Excerpt to read:
/---

Well . . . not exactly. But mention moisture quilts to a beekeeper and his creativity takes flight. Although our “quilt show” wouldn’t feature bright cotton fabrics meticulously cut and sewn, I’m sure it would be equally inspiring.
The post I wrote last year about making moisture quilts for a Langstroth hive garnered more comments than any other, and my recent post about creating a quilt for a top-bar hive re-energized the conversation.
I still haven’t made my top-bar quilt because I’ve been toying with the idea of using hardware cloth instead of canvas. The switch, I hoped, would lessen the sag that would necessarily occur in such a large expanse of fabric. On the other hand, I’m still wondering how much condensation would form on the hardware cloth itself and whether it would get absorbed by the wood chips or drip back onto the bees. In any case, I decided to support the fabric with two crossbars regardless of whether it’s cotton or metal. But in the meantime, quilt-related ideas have been pouring in.
Alternative uses for moisture quilts
One reader wrote early last year saying he used moisture quilts during the summer as ventilation ekes. He just dumps out the wood chips in spring and puts the eke upside down over the inner cover to increase ventilation. The fabric rests against the telescoping cover, but no harm done. I have tried this and it works well.
Mountain camp or else
I used mountain camp rims available from Kelley Bees for my quilt boxes, but others suggested using baggy feeders, shallow supers, or even medium supers. All these would work and I think those in colder climates might find the deeper boxes beneficial. If I were making mine over again, I would use 3-inch baggy feeder rims instead of the 2-inch mountain camp rims–or just cut them from 1″ x 3″ lumber.
The sagging saga
A number of people have been concerned that the quilt will sag in the center and press against the top bars, preventing free movement of the bees. I never experienced this problem myself because I always keep either a baggy feeder rim or Imirie shim between the brood box and the quilt. I use this space for pollen patties, grease patties, sugar cakes or whatever I need to give the bees, but it easily takes up the sag. Plus winter bees are not that into bridge comb, so it works well.
I stretched the canvas fabric as tightly as I could before stapling it in place. I found that, once it gets damp and then dries, it shrinks till it’s as tight as a tambourine. Seriously. Other readers have suggested preventing sag with wooden cross bars or foundation wire. I will probably try each of these ideas over the coming winter.
Canvassing for fabric
Beekeepers report using canvas, jute, burlap, duck, terry cloth, and denim. It sounds like you can use pretty much whatever you can find. I’m told treating the fabric with starch keeps the bees from chewing it, and I know that’s what Warré beekeepers have been doing for years. Last year I had two quilts that showed chew holes by spring. I just ripped out the fabric and stapled in a new piece . . . but you may want to try starch.

\---

Records:
/---

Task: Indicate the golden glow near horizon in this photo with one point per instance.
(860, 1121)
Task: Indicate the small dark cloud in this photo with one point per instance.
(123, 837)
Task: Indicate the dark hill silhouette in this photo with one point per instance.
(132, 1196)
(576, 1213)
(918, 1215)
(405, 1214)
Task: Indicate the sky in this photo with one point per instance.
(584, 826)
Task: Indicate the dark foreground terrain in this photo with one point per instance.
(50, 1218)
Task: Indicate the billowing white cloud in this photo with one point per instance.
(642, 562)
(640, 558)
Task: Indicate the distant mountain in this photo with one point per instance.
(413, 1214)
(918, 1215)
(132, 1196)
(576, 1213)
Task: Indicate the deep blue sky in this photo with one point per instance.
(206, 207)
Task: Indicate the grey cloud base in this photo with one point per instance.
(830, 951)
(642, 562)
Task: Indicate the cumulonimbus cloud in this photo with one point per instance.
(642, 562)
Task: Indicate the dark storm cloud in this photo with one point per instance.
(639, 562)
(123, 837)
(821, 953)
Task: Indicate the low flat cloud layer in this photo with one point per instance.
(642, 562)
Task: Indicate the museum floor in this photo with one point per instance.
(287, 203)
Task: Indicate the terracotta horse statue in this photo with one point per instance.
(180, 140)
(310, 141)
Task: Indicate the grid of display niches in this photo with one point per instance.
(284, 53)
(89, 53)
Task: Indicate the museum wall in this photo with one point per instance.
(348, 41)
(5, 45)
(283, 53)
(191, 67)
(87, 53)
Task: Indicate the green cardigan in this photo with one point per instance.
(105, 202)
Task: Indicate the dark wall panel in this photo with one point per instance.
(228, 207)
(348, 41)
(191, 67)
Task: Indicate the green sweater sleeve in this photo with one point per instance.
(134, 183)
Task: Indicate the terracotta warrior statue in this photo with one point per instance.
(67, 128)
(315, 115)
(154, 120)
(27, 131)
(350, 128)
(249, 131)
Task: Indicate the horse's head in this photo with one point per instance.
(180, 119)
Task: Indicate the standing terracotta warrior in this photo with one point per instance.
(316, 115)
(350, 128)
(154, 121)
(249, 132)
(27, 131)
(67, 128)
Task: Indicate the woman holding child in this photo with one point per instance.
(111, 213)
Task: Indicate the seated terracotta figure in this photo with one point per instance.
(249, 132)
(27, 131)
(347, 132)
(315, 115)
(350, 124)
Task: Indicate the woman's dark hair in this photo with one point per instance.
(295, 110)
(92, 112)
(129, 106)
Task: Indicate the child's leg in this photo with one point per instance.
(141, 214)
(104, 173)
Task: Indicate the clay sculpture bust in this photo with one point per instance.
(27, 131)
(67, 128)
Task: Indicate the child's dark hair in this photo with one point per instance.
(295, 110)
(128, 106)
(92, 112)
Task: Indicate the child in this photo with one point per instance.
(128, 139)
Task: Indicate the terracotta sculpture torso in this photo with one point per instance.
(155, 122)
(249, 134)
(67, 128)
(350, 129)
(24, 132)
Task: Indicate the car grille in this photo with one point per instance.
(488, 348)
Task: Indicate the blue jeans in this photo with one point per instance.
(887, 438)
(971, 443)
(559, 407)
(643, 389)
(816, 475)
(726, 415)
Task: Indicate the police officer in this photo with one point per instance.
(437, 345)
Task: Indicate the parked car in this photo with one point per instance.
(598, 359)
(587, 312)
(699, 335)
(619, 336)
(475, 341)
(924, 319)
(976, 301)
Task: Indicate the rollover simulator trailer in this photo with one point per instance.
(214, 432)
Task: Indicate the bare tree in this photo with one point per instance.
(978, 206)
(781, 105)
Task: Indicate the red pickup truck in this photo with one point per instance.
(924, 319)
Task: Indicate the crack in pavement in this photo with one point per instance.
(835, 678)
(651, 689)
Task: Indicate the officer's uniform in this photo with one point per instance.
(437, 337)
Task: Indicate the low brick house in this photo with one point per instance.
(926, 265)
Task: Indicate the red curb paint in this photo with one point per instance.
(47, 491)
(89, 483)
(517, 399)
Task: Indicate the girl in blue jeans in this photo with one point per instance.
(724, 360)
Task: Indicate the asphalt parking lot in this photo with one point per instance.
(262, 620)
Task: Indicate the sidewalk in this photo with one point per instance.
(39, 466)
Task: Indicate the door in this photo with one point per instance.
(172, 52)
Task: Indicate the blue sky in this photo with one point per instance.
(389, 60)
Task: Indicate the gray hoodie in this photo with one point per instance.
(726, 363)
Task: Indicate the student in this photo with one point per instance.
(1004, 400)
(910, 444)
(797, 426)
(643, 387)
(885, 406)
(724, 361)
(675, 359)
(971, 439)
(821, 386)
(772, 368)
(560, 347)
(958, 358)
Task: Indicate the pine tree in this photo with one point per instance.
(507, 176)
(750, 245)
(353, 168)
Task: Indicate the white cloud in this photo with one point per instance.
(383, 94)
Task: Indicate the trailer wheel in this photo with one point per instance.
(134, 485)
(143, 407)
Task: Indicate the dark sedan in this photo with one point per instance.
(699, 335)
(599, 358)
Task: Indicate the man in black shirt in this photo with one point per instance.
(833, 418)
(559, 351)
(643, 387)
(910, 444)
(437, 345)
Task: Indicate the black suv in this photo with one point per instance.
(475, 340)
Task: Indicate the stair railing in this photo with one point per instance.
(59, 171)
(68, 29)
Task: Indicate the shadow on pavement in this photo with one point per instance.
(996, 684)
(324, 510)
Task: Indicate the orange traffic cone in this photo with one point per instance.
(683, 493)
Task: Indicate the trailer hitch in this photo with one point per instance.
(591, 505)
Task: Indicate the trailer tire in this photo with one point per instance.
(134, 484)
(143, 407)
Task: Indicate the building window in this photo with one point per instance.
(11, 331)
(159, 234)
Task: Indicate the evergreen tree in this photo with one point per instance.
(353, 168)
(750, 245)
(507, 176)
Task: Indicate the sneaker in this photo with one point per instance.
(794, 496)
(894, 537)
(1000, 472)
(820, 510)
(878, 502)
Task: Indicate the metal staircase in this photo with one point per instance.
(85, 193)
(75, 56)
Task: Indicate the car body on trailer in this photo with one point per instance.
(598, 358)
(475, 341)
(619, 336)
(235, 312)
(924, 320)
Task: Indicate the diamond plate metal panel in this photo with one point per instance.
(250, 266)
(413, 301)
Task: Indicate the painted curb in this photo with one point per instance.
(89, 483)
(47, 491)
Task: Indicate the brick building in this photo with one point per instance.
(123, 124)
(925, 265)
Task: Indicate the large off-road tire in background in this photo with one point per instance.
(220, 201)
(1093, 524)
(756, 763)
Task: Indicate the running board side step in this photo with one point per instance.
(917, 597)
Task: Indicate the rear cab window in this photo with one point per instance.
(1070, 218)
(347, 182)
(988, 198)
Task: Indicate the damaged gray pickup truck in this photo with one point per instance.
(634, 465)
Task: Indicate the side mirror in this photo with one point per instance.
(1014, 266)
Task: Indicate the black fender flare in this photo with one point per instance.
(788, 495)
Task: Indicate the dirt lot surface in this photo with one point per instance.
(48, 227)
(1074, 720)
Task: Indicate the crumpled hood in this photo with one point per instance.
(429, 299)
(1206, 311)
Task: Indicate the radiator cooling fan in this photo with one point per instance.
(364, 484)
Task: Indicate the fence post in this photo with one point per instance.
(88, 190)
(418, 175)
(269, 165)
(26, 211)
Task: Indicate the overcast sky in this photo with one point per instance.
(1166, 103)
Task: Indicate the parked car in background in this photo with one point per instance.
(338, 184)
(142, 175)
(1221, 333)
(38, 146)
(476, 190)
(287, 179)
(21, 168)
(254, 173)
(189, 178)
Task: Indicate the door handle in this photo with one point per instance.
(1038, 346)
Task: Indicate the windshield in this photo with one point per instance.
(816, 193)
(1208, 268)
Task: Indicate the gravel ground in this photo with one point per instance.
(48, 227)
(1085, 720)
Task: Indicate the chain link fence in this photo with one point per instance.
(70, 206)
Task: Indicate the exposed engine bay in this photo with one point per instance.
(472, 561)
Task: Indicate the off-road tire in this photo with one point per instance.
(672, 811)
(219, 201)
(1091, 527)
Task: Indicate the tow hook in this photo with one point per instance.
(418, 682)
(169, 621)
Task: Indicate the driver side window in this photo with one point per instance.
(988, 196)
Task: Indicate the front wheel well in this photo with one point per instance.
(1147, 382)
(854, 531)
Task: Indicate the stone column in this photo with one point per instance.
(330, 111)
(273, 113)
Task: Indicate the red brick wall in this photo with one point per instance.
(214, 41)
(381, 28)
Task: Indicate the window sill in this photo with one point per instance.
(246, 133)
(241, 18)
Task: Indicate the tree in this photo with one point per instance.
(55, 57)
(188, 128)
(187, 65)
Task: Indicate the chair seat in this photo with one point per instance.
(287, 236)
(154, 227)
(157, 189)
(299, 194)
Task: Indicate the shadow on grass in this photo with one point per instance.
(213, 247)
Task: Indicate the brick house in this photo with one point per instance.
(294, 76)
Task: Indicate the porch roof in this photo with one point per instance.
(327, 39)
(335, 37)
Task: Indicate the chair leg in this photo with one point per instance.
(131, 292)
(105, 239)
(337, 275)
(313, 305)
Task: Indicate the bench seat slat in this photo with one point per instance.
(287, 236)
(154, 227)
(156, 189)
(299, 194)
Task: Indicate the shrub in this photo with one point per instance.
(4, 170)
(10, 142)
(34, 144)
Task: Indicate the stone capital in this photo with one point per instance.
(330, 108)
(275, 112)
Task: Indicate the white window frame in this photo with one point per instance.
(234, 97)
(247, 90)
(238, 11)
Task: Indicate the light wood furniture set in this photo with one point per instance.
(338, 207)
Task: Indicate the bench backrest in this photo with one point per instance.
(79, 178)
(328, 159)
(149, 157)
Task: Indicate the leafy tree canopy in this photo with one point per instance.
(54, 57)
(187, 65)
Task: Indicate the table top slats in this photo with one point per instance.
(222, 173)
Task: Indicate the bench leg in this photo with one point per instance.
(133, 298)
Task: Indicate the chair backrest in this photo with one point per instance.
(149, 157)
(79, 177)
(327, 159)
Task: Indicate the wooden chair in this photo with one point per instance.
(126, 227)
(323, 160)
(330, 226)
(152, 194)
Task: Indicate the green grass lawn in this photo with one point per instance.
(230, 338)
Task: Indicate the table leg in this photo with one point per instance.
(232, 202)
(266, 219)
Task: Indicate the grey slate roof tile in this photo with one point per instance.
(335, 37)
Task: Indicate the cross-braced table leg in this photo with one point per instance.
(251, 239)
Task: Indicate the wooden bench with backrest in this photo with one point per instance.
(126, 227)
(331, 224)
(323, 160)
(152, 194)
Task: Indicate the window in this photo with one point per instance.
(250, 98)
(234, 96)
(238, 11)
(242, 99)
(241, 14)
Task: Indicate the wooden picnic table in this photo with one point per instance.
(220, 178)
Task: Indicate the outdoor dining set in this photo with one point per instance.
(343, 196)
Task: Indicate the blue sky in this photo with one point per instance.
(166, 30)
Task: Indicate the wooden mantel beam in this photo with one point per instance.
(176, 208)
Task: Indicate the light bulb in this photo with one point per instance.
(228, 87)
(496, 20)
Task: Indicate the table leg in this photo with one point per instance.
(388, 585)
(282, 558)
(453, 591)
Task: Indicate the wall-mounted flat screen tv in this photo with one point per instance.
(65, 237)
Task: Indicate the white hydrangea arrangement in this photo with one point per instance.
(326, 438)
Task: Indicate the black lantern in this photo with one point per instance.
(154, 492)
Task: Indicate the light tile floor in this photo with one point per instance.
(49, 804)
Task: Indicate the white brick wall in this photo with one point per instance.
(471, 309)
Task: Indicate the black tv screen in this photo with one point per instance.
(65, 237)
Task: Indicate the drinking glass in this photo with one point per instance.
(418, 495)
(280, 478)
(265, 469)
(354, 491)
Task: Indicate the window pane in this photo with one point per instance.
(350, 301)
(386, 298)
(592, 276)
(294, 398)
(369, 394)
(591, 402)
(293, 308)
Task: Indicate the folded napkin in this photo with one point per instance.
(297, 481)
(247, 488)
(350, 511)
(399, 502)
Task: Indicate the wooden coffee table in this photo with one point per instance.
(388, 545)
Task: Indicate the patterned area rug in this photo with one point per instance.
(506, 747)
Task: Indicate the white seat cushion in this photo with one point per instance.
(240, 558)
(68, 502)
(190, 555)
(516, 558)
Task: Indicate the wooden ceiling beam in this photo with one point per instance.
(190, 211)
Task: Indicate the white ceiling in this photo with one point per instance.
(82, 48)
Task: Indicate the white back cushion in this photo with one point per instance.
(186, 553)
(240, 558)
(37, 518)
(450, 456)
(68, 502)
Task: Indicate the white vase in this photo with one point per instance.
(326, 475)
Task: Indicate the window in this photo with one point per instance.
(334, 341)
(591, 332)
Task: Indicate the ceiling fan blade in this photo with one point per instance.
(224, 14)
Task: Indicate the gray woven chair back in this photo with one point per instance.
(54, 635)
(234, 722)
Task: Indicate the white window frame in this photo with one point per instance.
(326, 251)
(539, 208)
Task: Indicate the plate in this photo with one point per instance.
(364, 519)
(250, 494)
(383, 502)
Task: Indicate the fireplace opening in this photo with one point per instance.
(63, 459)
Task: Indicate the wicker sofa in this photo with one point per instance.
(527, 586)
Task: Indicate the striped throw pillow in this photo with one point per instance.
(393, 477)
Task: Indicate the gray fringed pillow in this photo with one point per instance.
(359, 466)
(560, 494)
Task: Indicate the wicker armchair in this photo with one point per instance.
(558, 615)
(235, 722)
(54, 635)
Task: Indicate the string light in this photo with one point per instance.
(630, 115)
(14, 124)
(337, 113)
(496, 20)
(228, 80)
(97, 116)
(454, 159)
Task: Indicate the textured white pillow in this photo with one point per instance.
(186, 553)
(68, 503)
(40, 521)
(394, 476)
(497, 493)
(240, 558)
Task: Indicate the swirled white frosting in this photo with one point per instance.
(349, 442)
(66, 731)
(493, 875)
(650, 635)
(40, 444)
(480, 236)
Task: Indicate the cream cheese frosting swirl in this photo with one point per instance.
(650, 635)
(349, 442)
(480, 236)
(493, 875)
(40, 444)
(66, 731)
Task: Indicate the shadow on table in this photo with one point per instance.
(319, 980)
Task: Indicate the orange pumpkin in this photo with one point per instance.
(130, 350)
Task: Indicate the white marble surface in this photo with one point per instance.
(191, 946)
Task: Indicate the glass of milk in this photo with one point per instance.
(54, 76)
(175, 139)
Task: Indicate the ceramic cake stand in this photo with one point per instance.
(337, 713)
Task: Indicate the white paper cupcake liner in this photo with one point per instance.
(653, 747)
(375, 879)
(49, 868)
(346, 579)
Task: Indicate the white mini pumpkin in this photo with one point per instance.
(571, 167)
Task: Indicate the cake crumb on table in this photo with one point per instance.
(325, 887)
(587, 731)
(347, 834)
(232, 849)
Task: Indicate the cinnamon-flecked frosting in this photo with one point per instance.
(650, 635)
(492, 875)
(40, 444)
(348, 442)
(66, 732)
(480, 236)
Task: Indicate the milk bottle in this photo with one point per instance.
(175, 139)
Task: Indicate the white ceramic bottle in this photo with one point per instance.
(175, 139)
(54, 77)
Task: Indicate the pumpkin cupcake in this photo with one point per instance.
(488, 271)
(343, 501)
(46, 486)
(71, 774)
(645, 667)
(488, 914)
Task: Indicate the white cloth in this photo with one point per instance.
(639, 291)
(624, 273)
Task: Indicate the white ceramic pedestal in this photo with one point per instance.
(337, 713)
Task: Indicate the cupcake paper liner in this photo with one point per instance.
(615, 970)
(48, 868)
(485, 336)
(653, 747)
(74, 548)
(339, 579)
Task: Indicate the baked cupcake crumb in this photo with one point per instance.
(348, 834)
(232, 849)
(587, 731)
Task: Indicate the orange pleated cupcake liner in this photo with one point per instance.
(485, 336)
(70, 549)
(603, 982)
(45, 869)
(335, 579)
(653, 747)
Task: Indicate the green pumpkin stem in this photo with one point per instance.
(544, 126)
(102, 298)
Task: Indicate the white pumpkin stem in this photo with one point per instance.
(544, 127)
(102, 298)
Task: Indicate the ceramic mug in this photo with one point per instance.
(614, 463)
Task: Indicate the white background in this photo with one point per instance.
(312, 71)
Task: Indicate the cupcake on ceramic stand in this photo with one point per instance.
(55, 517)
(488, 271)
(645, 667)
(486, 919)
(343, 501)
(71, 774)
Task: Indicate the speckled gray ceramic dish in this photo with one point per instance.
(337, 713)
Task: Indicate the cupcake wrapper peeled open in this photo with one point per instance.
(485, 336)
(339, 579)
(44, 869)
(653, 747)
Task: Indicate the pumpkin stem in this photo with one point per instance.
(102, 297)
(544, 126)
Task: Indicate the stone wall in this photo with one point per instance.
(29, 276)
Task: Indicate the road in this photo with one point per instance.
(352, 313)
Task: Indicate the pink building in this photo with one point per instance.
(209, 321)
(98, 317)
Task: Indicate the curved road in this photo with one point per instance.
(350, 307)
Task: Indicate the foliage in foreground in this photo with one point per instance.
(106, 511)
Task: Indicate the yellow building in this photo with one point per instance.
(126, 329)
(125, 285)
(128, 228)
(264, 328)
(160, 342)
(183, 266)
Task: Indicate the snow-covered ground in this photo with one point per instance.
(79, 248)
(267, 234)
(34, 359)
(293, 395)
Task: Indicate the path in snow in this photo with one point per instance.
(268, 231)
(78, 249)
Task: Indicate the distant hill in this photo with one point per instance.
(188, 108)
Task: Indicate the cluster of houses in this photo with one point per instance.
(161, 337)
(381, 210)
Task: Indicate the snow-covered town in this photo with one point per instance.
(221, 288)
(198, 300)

\---

What to do:
[1] Shift the stretch of the records from the line containing "Task: Indicate the fence" through the line containing "(1038, 346)" by adding 28 to every number in each point coordinate. Rewrite all of those lines, the request lines included.
[2] Carry on the post about moisture quilts for beehives, starting after its last sentence.
The beekeeping post and the records are unrelated material.

Expected answers:
[1]
Task: Indicate the fence post in this photo with one point per instance.
(116, 218)
(446, 203)
(297, 193)
(54, 239)
Task: Indicate the overcast sky in this photo with one point per instance.
(1194, 131)
Task: Indicate the parked car in background in this photo with one point per instance.
(366, 212)
(170, 203)
(1249, 361)
(66, 174)
(504, 218)
(315, 207)
(49, 196)
(282, 201)
(217, 206)
Task: Indicate the door handle in this photo with one point per instance.
(1066, 374)

[2]
Creative quilting
Two of the most creative ideas take quilt-making to all new levels. Bruce (or is it Dan?) of Strathcona Beekeepers designed a quilt from a homemade eke, a piece of landscape cloth, and a couple inches of wood chips. On top of that he has a wooden separator (with convenient handles) topped with Styrofoam insulation. Well, you kind of have to see it to believe it. According to the inventor, this creation is patented by the C.H.P.—Canadian Honey Police. Po . . . lice get this guy outta here.
And winning my blue ribbon for creativity beyond all reason is Navi who enlarged and screened the hole in an inner cover and put it above the brood box. On top the inner cover he put a medium super in which he inserted a polyester pillow case filled with pine needles. Then he added a ventilation eke on top of that and covered the entire thing with a telescoping cover.
And you all thought I was crazy . . .
Rusty
Yes, you are crazy but keep in mind your loyal following is crazy also. Your site is my favorite because you CARE about your bees. Your followers care, too. If that’s crazy I will wear the label with great pride.
I made a quilt but I live in SW Wisconsin so made the following adaptions for our harsh winters. I will describe what I did by layers, starting from the 4th top medium super (I’m in my 60s so work with mediums because of weight).
• on the top super I have a 1.5″ spacer where I have grease patties (mineral salt & organic essential oils Varroa treatment)
• next is a 6-hole 1/4″ piece of underlayment using screen with wide mouth canning jar rings pressed into the holes to keep the bees below. I added this to make spring feeding less disruptive for the hive.
• then I have the quilt: 3.5″ deep with a layer of screen, a layer of 1/4″ hardware cloth to prevent sagging (feeder board also prevents sagging), 3 layers of light weight cotton canvas fabric washed to remove the sizing, ironed, sewn with the top layer of fabric turned back and then top stitched for a clean strong edge. I put three .75″ ventilation holes per long side on the quit frame.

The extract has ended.